• Text block:
The nightmare Bush dreads most
By Dilip Hiro
Public opinion polls are valuable chips to play for those engaged in a debate of national or international consequence. In the end, however, they are abstract numbers. It is popular demonstrations which give them substance, color, and - above all - wide media exposure, and make them truly meaningful. This is particularly true when such marches are peaceful and disciplined in a war-ravaged country like Iraq.
This indeed was the case with the demonstration on April 9 in Najaf. Over a million Iraqis, holding aloft thousands of national flags, marched, chanting, "Yes, yes, Iraq/No, no, America" and "No, no, American/Leave, leave occupier."
The demonstrators arrived from all over the country in response to a call by Muqtada al-Sadr, a radical Shi'ite cleric, to demand an end to foreign occupation on the fourth anniversary of the end of Ba'athist rule in Baghdad.
Both the size of the demonstration and its composition were unprecedented. "There are people here from all different parties and sects," Hadhim al-Araji, Muqtada's representative in Baghdad's Kadhimiya district, told reporters. "We are all carrying the national flag, a symbol of unity. And we are all united in calling for the withdrawal of the Americans."
The presence of many senior Sunni clerics at the head of the march, which started from Muqtada's mosque in Kufa, a nearby town, and the absence of any sectarian flags or images in the parade, underlined the ecumenical nature of the protest.
Crucially, the mammoth demonstration reflected the view prevalent among Iraqi lawmakers. Last autumn, 170 of them in a 275-member Parliament, signed a motion demanding to know the date of an American withdrawal. The discomfited government of Prime Minister Nuri al-Maliki played a procedural trick by referring the subject to a parliamentary committee, thereby buying time.
Opinion polls conducted since then show three-quarters of Iraqi respondents demanding the withdrawal of the Anglo-American troops within six to 12 months.
What makes Muqtada tick?
Though only in his early thirties and only a hojatalislam ("proof of Islam") - one rank below an ayatollah in the Shi'ite religious hierarchy - Muqtada al-Sadr has pursued a political strategy no other Iraqi politician can match.
The sources of his ever-expanding appeal are: his pedigree, his fierce nationalism, his shrewd sense of when to confront the occupying power and when to lie low and his adherence to the hierarchical order of the Shi'ite sect, topped by a grand ayatollah - at present 73-year-old Ali Sistani, whose opinion or decree must be accepted by all those below him. (For his part, Sistani does not criticize any Shi'ite leader.)

• Rows:
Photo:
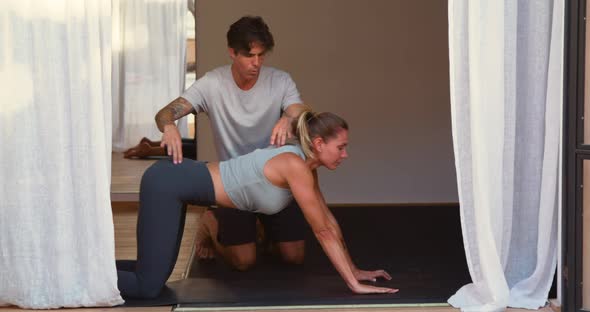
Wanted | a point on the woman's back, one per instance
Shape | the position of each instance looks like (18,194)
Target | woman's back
(246,185)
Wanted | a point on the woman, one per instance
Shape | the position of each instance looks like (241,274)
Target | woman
(266,179)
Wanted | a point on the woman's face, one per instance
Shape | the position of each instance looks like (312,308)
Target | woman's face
(332,152)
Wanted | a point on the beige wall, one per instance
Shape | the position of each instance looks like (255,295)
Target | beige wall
(380,64)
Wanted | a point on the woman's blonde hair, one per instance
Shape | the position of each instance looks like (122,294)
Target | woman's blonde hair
(311,125)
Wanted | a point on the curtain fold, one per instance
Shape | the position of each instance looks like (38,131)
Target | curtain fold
(56,230)
(149,50)
(506,63)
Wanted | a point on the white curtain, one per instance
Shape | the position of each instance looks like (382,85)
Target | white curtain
(506,60)
(149,47)
(56,229)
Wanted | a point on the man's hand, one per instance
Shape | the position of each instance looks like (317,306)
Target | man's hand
(281,132)
(368,289)
(165,121)
(372,276)
(173,142)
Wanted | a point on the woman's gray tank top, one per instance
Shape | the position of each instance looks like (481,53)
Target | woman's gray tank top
(244,181)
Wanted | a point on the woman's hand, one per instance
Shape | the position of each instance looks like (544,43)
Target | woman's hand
(362,275)
(368,289)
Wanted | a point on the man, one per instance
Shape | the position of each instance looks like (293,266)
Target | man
(250,106)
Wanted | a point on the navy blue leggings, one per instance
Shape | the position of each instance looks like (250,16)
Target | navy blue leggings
(165,190)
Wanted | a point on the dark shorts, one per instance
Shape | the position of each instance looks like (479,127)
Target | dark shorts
(237,227)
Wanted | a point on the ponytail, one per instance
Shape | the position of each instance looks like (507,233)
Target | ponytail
(311,125)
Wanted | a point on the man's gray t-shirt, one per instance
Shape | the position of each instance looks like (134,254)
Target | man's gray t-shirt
(242,121)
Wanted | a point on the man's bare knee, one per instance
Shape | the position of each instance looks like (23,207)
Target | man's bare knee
(241,257)
(292,252)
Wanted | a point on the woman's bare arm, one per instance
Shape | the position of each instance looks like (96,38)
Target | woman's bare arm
(302,184)
(360,275)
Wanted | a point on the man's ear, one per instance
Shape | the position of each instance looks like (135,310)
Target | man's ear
(318,143)
(232,52)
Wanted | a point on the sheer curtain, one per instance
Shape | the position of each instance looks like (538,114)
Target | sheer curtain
(149,47)
(506,60)
(56,230)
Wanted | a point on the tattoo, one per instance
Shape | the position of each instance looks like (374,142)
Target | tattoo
(172,112)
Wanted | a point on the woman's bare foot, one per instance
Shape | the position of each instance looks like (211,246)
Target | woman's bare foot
(204,248)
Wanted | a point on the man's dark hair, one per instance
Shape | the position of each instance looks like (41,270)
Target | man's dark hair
(248,30)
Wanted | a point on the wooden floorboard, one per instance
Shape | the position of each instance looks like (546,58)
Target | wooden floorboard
(166,309)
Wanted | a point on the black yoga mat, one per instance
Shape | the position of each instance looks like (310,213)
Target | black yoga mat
(420,246)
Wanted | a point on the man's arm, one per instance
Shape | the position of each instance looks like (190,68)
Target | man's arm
(165,119)
(282,130)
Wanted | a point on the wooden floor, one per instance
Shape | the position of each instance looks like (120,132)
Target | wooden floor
(166,309)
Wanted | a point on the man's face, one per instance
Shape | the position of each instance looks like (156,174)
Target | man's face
(247,64)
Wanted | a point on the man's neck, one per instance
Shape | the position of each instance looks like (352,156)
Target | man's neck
(242,82)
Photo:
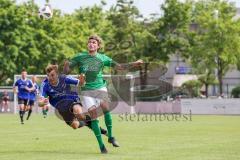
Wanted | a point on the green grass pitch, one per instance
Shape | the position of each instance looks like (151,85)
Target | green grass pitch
(203,138)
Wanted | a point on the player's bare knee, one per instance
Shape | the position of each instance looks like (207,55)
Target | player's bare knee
(93,112)
(75,124)
(77,109)
(81,117)
(105,106)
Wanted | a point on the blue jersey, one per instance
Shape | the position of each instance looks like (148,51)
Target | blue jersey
(61,95)
(33,94)
(22,84)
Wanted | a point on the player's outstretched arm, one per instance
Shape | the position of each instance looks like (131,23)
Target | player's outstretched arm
(42,101)
(129,65)
(66,67)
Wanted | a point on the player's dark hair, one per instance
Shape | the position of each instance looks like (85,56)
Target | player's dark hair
(51,67)
(97,38)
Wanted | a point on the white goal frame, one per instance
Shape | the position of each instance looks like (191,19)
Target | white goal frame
(131,77)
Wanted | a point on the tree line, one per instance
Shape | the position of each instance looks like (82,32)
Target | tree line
(205,33)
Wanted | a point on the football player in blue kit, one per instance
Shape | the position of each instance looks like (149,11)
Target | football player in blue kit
(24,86)
(56,90)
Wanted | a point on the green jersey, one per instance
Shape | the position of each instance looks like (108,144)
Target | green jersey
(92,66)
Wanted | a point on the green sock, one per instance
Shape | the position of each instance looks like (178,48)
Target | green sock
(108,122)
(97,132)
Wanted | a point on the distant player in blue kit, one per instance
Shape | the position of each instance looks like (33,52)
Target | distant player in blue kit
(32,95)
(56,90)
(24,86)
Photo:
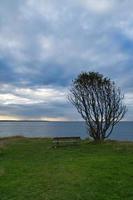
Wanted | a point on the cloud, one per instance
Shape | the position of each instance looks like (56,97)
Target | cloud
(44,44)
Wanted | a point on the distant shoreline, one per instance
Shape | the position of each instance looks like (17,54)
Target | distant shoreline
(43,121)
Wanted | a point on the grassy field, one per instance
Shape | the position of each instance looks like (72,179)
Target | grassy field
(30,169)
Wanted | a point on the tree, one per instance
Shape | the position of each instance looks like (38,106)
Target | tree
(99,102)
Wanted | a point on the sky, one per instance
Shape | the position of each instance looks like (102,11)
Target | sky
(44,44)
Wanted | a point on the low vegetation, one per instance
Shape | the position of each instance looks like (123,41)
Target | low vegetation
(32,169)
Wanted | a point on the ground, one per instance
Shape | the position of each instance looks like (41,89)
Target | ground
(32,169)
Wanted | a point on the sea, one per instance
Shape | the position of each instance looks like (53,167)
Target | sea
(123,131)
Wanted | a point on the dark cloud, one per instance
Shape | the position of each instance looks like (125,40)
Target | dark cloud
(47,43)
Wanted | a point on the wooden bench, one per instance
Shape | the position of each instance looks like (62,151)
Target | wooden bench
(59,141)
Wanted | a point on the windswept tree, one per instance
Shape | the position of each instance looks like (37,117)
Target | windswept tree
(99,102)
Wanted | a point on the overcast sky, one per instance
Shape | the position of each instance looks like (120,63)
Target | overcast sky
(44,44)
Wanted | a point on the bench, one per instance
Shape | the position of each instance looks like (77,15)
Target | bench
(59,141)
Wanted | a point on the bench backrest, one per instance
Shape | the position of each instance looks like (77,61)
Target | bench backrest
(66,138)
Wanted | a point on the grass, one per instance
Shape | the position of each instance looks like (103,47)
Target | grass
(32,169)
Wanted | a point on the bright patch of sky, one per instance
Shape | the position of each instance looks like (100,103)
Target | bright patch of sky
(44,44)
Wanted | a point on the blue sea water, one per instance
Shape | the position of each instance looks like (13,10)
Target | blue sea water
(122,131)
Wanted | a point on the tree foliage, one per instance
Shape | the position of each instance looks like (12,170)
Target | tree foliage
(99,102)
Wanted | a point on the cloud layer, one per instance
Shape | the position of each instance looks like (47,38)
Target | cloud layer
(44,44)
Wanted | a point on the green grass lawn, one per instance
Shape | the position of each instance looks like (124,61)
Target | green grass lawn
(30,169)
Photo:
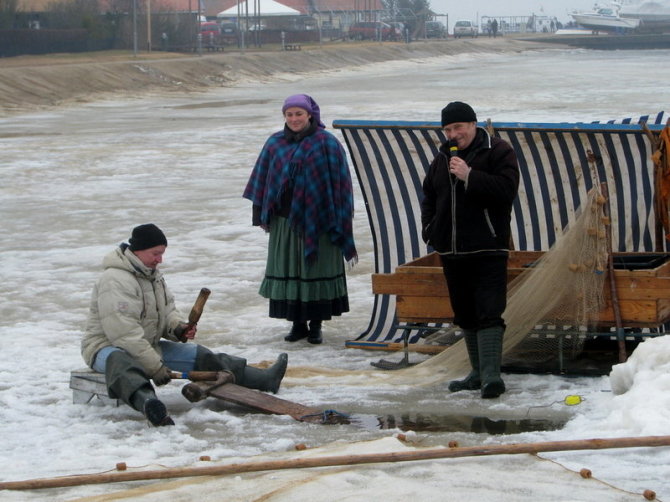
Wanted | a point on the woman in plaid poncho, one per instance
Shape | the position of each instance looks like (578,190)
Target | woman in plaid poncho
(302,195)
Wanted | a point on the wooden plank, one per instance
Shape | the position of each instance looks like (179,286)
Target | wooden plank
(422,294)
(395,347)
(263,402)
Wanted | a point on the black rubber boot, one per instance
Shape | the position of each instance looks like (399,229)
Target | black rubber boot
(314,336)
(267,380)
(472,381)
(298,332)
(145,400)
(206,360)
(490,357)
(127,381)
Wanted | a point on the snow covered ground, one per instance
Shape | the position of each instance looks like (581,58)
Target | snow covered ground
(76,180)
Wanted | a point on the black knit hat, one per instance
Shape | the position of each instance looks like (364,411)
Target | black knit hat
(147,236)
(457,111)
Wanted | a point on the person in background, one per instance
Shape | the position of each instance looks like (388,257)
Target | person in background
(301,192)
(135,333)
(466,211)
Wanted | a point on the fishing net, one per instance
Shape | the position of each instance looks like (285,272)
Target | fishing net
(563,289)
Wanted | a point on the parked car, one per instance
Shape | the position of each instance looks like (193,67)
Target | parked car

• Tasks:
[1] What sources of Muqtada al-Sadr's appeal does the commentary on the Najaf demonstration list?
[2] Can you rewrite the commentary on the Najaf demonstration between "Both the size" and "of the protest.", inclusive, changing "mosque" to "shrine"?
[3] Carry the commentary on the Najaf demonstration forward from its last sentence.

• Results of the tasks:
[1]
- His pedigree
- His fierce nationalism
- His shrewd sense of when to confront the occupying power and when to lie low
- His adherence to the hierarchical order of the Shi'ite sect, topped by a grand ayatollah

[2]
Both the size of the demonstration and its composition were unprecedented. "There are people here from all different parties and sects," Hadhim al-Araji, Muqtada's representative in Baghdad's Kadhimiya district, told reporters. "We are all carrying the national flag, a symbol of unity. And we are all united in calling for the withdrawal of the Americans."
The presence of many senior Sunni clerics at the head of the march, which started from Muqtada's shrine in Kufa, a nearby town, and the absence of any sectarian flags or images in the parade, underlined the ecumenical nature of the protest.

[3]
Muqtada's father, grand ayatollah Muhammad Sadiq al-Sadr, and two elder brothers were assassinated outside a mosque in Najaf in February 1999 by the henchmen of president Saddam Hussein. The grand ayatollah had defied Saddam by issuing a religious decree calling on Shi'ites to attend Friday prayers in mosques. The Iraqi dictator, paranoid about large Shi'ite gatherings, feared these would suddenly turn violently anti-regime.
Muqtada then went underground - just as he did recently in the face of the Bush administration's "surge" plan - resurfacing only after the Ba'athist regime fell in April 2003; and Saddam City, the vast slum of Baghdad, with nearly 2 million Shi'ite residents, was renamed Sadr City. As the surviving son of the martyred family of a grand ayatollah, Muqtada was lauded by most Shi'ites.
While welcoming the demise of the Ba'athist regime, Muqtada consistently opposed the continuing occupation of his country by Anglo-American forces. When L Paul Bremer, the American viceroy in Iraq, banned his magazine al-Hawza al Natiqa ("The Vocal Seminary") in April 2004 and American soldiers fired on his followers protesting peacefully against the publication's closure, Muqtada called for "armed resistance" to the occupiers.
Uprisings spread from Sadr City to the southern Iraqi holy cities of Najaf and Karbala as well as four other cities to the south. More than 540 civilians died in the resulting battles and skirmishes. Since the American forces were then also battling Sunni insurgents in Fallujah, Bremer let the ban on the magazine lapse and dropped his plan to arrest Muqtada.
Later, Muqtada fell in line with the wishes of Sistani to see all Shi'ite religious groups gather under one umbrella to contest parliamentary election. His faction allied with two other Shi'ite religious parties - the Supreme Council for the Islamic Revolution in Iraq (SCIRI) and al-Da'awa al-Islamiya (the Islamic Call) - to form the United Iraqi Alliance (UIA).
By so doing, in the face of American hostility, Muqtada gave protective political cover to his faction and its armed wing, the Mehdi Army. (US officials in Baghdad and Washington have long viewed Muqtada and his militia as the greatest threat to American interests in Iraq.) Of the 38 ministers in Maliki's cabinet, six belong to the Sadrist group. (On Monday, it was reported that the six ministers would quit the government because Maliki had refused to set a timetable for the withdrawal of foreign troops.)
When the Pentagon mounted its latest security plan for Baghdad on February 13 - aiming to crush both the Sunni insurgents and Shi'ite militias - Muqtada considered discretion the better part of valor. He ordered his Mehdi militiamen to get off the streets and hide their weapons. For the moment, they were not to resist American forays into Shi'ite neighborhoods. He then went incommunicado.
Muqtada's decision to avoid bloodshed won plaudits not only from Iraqi politicians but also, discreetly, from Sistani, who decries violence, and whose commitment to bringing about the end of the foreign occupation of Iraq is as strong as Muqtada's - albeit not as vocal.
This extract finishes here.